Segment Start: Available records

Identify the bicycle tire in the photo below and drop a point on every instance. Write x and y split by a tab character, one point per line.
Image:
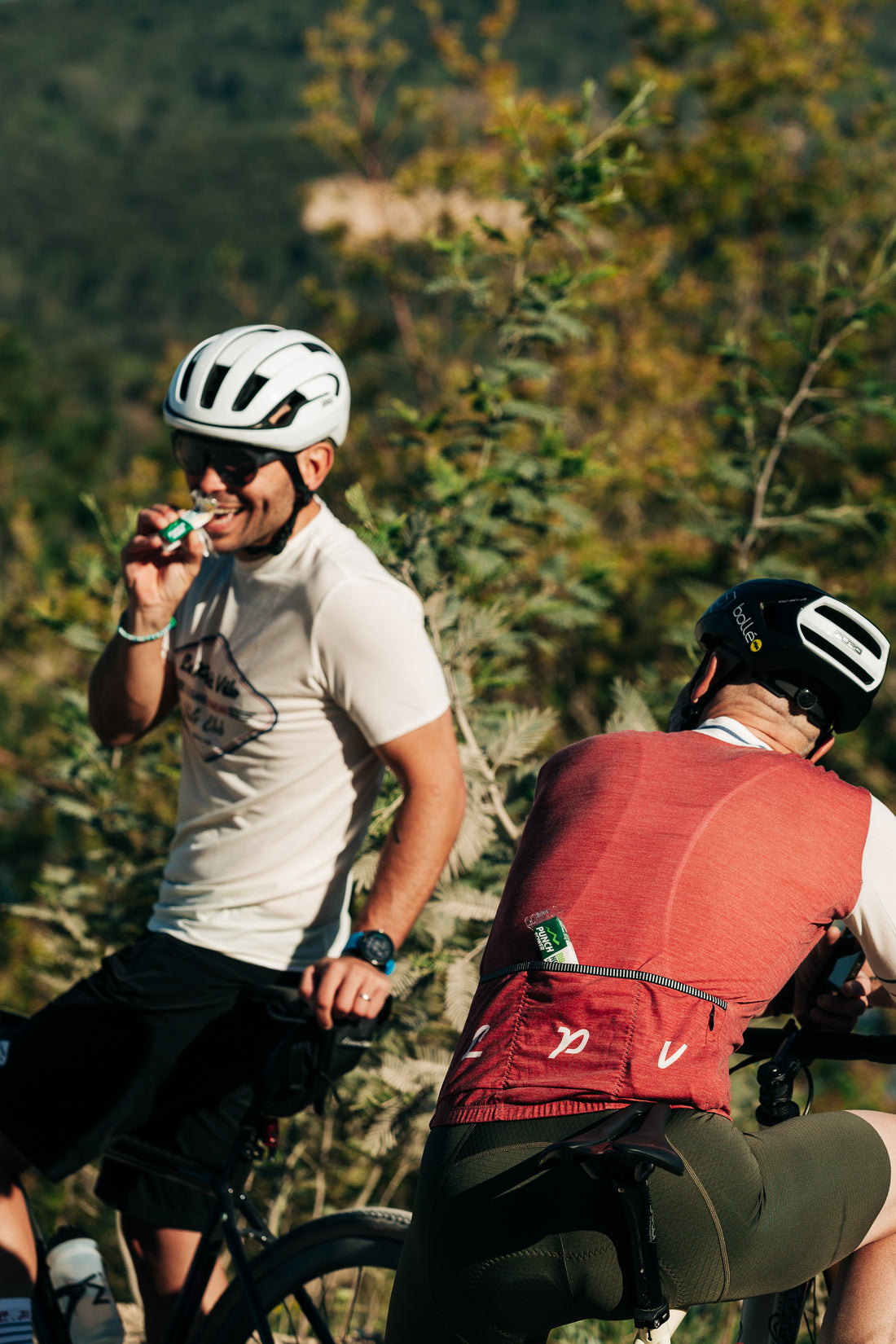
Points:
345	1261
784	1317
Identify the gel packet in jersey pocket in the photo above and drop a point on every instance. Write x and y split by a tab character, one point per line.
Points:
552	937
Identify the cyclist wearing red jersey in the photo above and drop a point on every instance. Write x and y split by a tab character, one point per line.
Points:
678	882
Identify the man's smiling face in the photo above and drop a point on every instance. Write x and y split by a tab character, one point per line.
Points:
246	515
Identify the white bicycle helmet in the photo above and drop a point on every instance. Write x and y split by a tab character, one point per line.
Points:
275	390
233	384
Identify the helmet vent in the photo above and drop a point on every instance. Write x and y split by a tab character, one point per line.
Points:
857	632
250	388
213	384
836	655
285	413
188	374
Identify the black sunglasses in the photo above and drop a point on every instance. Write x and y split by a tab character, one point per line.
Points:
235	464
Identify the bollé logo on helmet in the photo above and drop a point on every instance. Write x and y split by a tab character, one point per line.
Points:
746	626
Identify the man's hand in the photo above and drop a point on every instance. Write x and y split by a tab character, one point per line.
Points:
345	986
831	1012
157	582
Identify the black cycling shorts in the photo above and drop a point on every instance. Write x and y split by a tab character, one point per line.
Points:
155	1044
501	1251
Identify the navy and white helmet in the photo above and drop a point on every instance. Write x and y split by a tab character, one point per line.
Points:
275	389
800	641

Segment End: Available records
Segment Start: Available records

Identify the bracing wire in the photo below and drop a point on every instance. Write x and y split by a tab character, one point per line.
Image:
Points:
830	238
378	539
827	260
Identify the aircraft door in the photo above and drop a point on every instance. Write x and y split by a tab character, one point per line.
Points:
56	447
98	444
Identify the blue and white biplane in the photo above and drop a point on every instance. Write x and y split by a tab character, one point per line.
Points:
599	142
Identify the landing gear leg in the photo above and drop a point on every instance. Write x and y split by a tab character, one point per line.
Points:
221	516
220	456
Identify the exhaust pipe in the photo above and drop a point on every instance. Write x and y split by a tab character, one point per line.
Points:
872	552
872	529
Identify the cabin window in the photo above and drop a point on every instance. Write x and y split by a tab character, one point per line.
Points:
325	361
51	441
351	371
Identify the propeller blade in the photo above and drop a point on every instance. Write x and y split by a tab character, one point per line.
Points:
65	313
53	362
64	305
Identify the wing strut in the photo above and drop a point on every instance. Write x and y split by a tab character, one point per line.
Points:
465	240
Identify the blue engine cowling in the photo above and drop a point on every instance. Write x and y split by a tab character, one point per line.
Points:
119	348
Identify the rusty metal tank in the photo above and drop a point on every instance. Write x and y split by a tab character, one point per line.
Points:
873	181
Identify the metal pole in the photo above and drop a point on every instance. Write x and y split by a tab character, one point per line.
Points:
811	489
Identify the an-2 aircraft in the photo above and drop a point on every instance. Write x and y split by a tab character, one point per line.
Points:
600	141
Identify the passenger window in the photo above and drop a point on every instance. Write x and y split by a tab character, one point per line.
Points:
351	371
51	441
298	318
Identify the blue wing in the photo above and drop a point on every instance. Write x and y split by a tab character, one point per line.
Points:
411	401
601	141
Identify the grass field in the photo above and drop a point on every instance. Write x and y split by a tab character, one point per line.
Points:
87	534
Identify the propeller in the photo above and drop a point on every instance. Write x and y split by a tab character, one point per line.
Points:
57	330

Segment End: Available records
Segment Start: Available records

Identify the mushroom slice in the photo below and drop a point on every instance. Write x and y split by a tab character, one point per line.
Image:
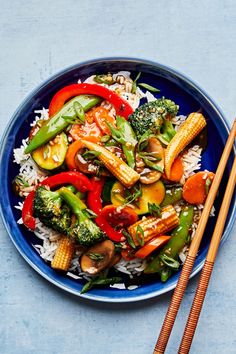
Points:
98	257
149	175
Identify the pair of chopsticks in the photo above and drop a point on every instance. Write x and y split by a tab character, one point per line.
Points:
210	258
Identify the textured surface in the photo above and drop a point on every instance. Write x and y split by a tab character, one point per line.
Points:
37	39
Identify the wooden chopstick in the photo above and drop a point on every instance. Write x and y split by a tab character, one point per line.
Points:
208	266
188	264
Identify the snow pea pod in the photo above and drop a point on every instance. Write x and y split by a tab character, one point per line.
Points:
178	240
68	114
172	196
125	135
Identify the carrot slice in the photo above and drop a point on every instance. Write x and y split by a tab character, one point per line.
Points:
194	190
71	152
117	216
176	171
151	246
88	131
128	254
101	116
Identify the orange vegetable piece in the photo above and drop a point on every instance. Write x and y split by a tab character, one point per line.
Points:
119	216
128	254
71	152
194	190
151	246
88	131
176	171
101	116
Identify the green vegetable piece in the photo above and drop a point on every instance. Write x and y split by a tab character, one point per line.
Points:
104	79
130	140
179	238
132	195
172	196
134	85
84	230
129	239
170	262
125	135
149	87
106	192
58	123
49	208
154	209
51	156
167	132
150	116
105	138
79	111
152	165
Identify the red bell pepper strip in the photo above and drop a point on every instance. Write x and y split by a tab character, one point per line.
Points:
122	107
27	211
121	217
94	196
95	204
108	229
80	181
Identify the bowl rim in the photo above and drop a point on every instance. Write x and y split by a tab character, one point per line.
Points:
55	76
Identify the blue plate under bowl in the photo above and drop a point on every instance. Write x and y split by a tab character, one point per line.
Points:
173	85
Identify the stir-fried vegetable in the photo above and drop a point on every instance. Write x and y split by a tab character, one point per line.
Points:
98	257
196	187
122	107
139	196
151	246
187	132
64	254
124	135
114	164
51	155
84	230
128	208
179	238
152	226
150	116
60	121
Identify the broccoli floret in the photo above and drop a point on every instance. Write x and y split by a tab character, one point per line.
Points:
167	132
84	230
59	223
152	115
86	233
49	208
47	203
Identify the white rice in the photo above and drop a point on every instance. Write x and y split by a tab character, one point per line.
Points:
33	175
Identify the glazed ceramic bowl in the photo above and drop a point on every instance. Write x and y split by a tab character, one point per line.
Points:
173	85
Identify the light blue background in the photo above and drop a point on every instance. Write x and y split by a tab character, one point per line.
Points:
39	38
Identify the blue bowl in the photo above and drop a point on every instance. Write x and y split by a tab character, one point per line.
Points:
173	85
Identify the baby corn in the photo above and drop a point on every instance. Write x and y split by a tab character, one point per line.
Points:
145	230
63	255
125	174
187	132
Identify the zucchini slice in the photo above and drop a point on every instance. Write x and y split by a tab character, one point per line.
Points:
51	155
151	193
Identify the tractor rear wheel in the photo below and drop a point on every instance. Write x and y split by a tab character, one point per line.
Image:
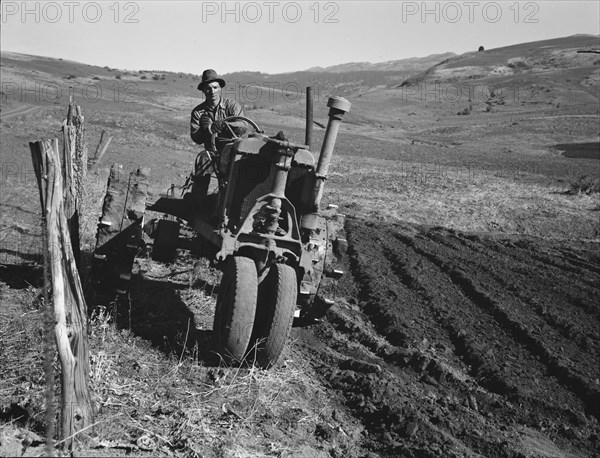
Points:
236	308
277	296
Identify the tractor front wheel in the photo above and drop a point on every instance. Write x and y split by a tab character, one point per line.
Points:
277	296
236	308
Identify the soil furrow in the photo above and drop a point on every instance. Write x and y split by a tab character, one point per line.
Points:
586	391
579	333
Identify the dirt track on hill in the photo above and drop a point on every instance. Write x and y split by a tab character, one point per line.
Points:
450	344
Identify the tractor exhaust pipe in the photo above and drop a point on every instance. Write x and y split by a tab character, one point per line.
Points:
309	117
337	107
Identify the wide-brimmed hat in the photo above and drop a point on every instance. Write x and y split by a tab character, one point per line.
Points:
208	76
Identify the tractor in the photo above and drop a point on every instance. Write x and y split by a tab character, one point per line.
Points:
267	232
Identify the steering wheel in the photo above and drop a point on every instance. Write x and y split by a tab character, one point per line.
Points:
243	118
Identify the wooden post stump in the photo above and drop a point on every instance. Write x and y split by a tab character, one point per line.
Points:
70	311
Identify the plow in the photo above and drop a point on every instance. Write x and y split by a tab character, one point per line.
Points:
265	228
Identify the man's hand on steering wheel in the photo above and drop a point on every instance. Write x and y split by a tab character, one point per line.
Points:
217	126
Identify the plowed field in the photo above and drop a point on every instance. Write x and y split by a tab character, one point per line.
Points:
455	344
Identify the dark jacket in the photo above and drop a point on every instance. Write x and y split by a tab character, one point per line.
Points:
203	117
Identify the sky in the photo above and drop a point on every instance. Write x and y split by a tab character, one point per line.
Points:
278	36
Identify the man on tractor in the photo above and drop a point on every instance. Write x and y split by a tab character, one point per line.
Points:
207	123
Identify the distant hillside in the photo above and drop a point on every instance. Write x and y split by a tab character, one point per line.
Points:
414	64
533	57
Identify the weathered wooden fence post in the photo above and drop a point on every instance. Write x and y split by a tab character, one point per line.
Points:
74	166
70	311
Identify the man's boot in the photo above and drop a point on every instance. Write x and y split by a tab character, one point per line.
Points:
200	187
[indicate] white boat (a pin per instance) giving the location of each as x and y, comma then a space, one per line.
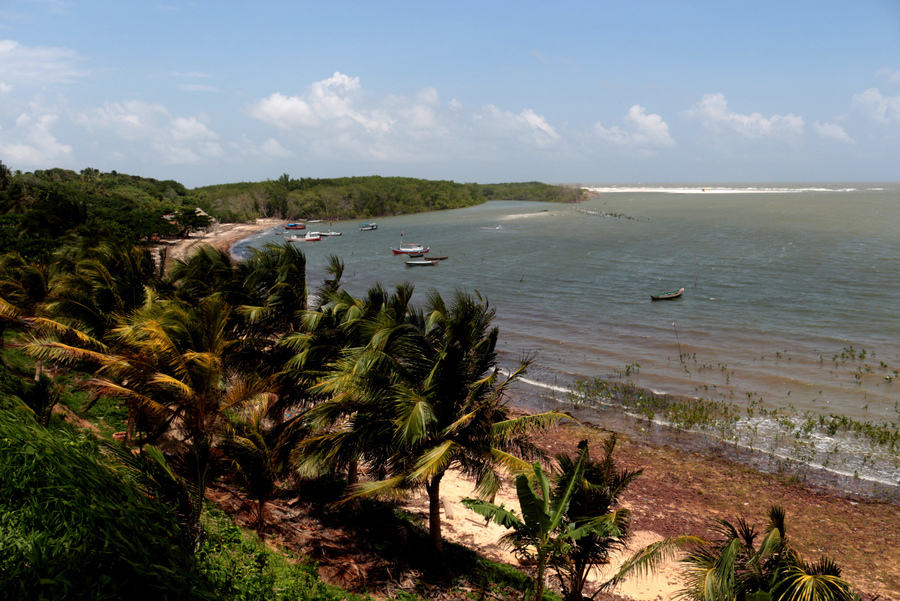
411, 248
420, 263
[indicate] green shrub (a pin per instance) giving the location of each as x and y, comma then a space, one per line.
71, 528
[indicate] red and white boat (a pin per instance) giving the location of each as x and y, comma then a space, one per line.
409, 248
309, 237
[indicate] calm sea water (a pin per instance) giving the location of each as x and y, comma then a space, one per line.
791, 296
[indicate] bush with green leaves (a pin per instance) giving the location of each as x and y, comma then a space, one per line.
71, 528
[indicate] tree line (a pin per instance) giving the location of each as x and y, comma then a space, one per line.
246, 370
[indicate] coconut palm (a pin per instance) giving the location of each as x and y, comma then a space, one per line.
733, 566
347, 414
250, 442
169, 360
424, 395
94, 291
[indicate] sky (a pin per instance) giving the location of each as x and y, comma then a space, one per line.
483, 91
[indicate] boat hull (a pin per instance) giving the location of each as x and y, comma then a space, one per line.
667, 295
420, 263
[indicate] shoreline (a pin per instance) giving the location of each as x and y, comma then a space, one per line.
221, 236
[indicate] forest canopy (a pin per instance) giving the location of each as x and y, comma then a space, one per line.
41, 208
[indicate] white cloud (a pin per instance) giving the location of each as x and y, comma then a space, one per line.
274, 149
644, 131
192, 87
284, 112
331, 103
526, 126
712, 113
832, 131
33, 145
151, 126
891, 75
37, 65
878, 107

Segment End: Available records

-- Work item --
Every line in the listing above that mentions "black" should be returned.

-- Exercise output --
Identify the black sunglasses in the photo above and drop a point on every instance. Write x and y split by a tab character, one point per line.
Identify the black cycling shorts in the photo above and drop a point on every instance. Write x and y split by a tab character, one point per line.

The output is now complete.